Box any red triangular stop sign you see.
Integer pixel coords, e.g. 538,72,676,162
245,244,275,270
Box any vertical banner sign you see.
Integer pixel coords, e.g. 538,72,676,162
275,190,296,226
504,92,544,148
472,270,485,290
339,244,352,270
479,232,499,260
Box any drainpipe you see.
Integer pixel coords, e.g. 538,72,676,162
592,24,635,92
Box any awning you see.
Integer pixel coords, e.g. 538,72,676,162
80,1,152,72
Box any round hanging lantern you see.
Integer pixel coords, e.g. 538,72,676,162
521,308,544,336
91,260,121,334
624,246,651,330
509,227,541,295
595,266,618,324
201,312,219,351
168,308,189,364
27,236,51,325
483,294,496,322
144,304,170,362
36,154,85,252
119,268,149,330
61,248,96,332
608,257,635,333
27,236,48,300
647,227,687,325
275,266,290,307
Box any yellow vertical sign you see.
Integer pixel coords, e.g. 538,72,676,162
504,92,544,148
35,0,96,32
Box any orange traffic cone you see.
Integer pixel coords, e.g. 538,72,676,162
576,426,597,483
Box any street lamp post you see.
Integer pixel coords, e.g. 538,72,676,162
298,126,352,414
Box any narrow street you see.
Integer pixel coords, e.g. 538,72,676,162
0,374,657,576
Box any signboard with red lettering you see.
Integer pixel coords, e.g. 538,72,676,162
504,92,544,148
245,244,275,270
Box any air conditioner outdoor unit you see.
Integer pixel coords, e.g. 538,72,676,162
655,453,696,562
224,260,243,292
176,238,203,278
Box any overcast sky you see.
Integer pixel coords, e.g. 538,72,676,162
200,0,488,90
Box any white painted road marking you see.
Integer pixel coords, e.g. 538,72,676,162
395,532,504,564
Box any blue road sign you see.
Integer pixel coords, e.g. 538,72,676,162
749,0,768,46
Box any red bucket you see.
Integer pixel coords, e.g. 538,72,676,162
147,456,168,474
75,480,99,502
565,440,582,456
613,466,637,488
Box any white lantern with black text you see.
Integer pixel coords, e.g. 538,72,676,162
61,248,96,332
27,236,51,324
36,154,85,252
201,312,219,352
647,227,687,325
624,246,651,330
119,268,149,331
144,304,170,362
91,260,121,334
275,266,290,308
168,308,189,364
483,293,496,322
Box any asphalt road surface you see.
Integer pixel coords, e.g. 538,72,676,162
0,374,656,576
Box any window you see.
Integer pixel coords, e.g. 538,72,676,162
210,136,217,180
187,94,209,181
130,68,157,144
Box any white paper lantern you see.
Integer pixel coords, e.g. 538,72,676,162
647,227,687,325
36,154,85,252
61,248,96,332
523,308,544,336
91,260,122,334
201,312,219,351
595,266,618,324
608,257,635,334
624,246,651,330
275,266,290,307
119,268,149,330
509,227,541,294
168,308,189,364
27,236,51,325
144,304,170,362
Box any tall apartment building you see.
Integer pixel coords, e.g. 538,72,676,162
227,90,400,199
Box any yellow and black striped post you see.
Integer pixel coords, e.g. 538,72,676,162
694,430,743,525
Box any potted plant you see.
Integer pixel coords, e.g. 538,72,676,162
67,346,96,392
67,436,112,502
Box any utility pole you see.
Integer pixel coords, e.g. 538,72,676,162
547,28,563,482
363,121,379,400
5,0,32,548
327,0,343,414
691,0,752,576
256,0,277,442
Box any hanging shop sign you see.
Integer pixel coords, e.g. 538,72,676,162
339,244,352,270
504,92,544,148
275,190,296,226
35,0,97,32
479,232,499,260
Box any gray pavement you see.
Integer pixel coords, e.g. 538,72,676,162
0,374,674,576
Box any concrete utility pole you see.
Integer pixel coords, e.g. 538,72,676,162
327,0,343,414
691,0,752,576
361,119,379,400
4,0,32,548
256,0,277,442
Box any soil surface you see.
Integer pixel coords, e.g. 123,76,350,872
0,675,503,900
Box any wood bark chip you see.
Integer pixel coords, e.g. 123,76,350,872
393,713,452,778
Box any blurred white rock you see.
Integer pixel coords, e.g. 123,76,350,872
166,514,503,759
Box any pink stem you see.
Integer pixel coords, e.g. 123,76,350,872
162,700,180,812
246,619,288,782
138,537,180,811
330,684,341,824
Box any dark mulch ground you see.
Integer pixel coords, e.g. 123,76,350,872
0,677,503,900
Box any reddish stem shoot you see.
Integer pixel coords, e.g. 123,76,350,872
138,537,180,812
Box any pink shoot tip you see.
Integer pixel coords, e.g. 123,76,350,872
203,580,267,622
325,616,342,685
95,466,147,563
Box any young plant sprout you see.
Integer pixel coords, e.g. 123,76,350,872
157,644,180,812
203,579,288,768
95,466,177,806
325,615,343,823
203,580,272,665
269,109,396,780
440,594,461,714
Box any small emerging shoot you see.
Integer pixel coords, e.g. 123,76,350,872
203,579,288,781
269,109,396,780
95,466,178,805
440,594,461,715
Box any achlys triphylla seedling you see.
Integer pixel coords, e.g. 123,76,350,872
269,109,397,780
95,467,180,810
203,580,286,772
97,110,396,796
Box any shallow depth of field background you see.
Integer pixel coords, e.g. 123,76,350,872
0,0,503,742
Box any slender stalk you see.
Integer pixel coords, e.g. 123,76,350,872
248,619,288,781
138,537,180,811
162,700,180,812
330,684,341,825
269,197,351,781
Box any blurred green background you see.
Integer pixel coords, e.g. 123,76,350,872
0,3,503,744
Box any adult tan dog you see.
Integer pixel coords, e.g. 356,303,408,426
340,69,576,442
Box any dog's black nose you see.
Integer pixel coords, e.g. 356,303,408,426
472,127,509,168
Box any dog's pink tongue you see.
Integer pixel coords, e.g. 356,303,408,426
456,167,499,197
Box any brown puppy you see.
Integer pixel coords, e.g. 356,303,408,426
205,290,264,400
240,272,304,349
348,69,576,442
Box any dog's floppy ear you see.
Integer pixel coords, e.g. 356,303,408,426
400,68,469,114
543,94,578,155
_ _ _ _ _ _ _
(Work to do) Can you copy out every one of the entries above word for word, with nothing changed?

(Output for this exercise)
Box any red triangular stop sign you see.
Integer pixel coords, e.g. 538,72,676,162
245,244,275,270
Box any vertical banner sign you see.
Integer pixel coords, e.g. 538,72,676,162
275,190,296,226
504,92,544,148
472,270,485,290
339,244,352,270
479,232,499,260
Box any drainpipe you see.
Integer pixel coords, e.g. 538,72,676,162
592,24,635,92
Box any awning you see.
Integer pixel coords, e.g. 538,72,676,162
80,1,152,72
Box any round hanging lantern you see.
Integer pixel coords, e.g. 538,72,676,162
521,308,544,336
91,260,121,334
624,246,651,330
509,227,541,295
595,266,618,324
201,312,219,351
168,308,189,364
27,236,51,325
483,294,496,322
144,304,170,362
36,154,85,252
119,268,149,330
61,248,96,332
608,257,635,333
27,236,48,300
647,227,687,325
275,266,290,307
Box any yellow vertical sign you see.
Integer pixel coords, e.g. 538,72,676,162
504,92,544,148
35,0,96,32
Box any orange traffic cone you see.
Integer pixel coords, e.g. 538,72,676,162
576,426,597,483
Box any street lamp post you see.
Integer pixel coords, e.g. 538,72,676,162
298,126,352,414
Box any narrow street you see.
Integer pixel coords, e.g. 538,72,676,162
0,374,657,576
Box any signboard with red lettering you see.
Integer pixel coords, e.g. 538,72,676,162
504,92,544,148
245,244,275,270
Box any air conditioner outdoor unit you see.
Integer pixel coords, e.g. 538,72,676,162
655,453,696,562
224,260,243,292
176,238,203,278
Box any overcast sky you see.
Integer pixel coords, e.g. 538,72,676,162
200,0,488,90
Box any white painted road marking you see.
Integer pixel coords, e.g. 538,72,676,162
395,532,504,564
Box any blue road sign you see.
Integer pixel coords, e.g. 538,72,676,162
749,0,768,46
Box any red bucket you see.
Integer pixel coords, e.g. 538,72,676,162
147,456,168,474
75,480,99,502
565,440,582,456
613,466,637,488
Box any white lantern with black text you see.
Integer pixel coords, e.g. 538,72,676,162
61,248,96,332
27,236,51,324
36,154,85,252
201,312,219,352
647,227,687,325
624,246,651,330
119,268,149,331
144,304,170,362
91,260,121,334
275,266,290,308
168,308,189,364
483,293,496,322
Box any asphalt road surface you see.
Integer pixel coords, e.g. 538,72,676,162
0,374,656,576
Box any window you see.
Integer pixel coords, e.g. 538,72,676,162
210,136,217,180
187,94,209,181
130,68,157,144
Box any white paper lantern you see.
Integer pixel coords, e.g. 538,72,676,162
647,227,687,325
36,154,85,252
61,248,96,332
523,308,544,336
91,260,122,334
201,312,219,351
595,266,618,324
608,257,635,334
624,246,651,330
275,266,290,307
119,268,149,330
509,227,541,294
168,308,189,364
27,236,51,325
144,304,170,362
Box any tall apartment building you see.
Integer pixel coords, e.g. 538,72,676,162
227,90,400,199
Box any yellow and black striped post you see.
Integer pixel coords, e.g. 538,72,676,162
694,430,743,525
Box any potted plant you see.
Integer pixel coords, e.g. 538,72,676,162
67,346,96,392
67,436,112,502
Box any utility pole you see.
Integer pixel coords, e.g. 538,72,676,162
547,28,563,482
363,121,379,400
5,0,32,548
327,0,343,414
691,0,752,576
256,0,277,442
Box any hanging shop sign you see.
Integer pixel coords, e.g. 538,72,676,162
339,244,352,270
504,92,544,148
275,190,296,226
35,0,97,32
479,232,499,260
Box any gray pavement you see.
Integer pixel coords, e.g. 538,72,676,162
0,374,674,576
Box any concrete utility pole you see.
Integer pixel coords, e.g. 538,72,676,162
327,0,343,414
691,0,752,576
361,119,379,400
4,0,32,548
256,0,277,442
Box any soil surface you see.
Integer pixel coords, e.g. 123,76,350,872
0,675,503,900
Box any wood bark chip you see.
Integer pixel coords, e.g. 123,76,350,872
393,713,452,778
Box any blurred white rock you see.
Integer pixel coords, e.g. 123,76,350,872
166,514,503,759
Box any pink stem you see.
Integer pixel coords, e.g. 123,76,350,872
162,700,180,812
246,619,288,782
138,537,180,811
330,684,341,824
Box any dark mulch ground you see.
Integer pixel coords, e.g. 123,76,350,872
0,677,503,900
Box any reddish stem shoot you see.
Integer pixel coords, e.g. 123,76,350,872
138,537,180,812
Box any pink shoot tip you see.
Integer pixel coords, e.g. 123,76,350,872
203,580,267,622
325,616,342,685
95,466,147,563
Box any young plant sprout you see.
Integer pixel coords, e.g. 123,76,350,872
157,644,180,812
203,579,288,768
95,466,177,806
325,615,343,823
203,580,272,665
269,109,396,780
440,594,461,714
Box any small emerging shoot you see.
Integer pixel coords, e.g. 123,76,350,872
203,579,288,781
269,109,396,780
95,466,178,805
440,594,461,715
Box any achlys triphylla seedling you see.
Integer pixel coords, e.g. 123,76,350,872
269,109,397,780
95,467,180,810
203,580,286,772
97,110,396,796
Box any shallow depth of field background you see.
Integer pixel coords, e.g. 123,76,350,872
0,0,503,742
Box any slender stalk you see.
Integer pixel coords, e.g. 123,76,350,872
248,619,288,781
138,537,180,811
162,700,180,812
330,684,341,825
269,197,351,781
Box any blurred green background you see.
Integer pixel coords, e.g. 123,76,350,872
0,3,503,744
Box any adult tan dog you see.
Integer pixel coords, e.g. 356,303,408,426
340,69,576,442
Box any dog's black nose you see.
Integer pixel coords, e.g. 356,303,408,426
472,127,509,168
Box any dog's pink tongue you see.
Integer pixel coords, e.g. 356,303,408,426
456,167,499,197
Box any brown puppy you see.
Integer pixel coords, e.g. 356,303,408,426
205,290,264,400
240,272,304,349
348,69,576,442
Box any dog's floppy ear you see.
Integer pixel coords, e.g. 356,303,408,426
400,68,469,114
543,94,578,155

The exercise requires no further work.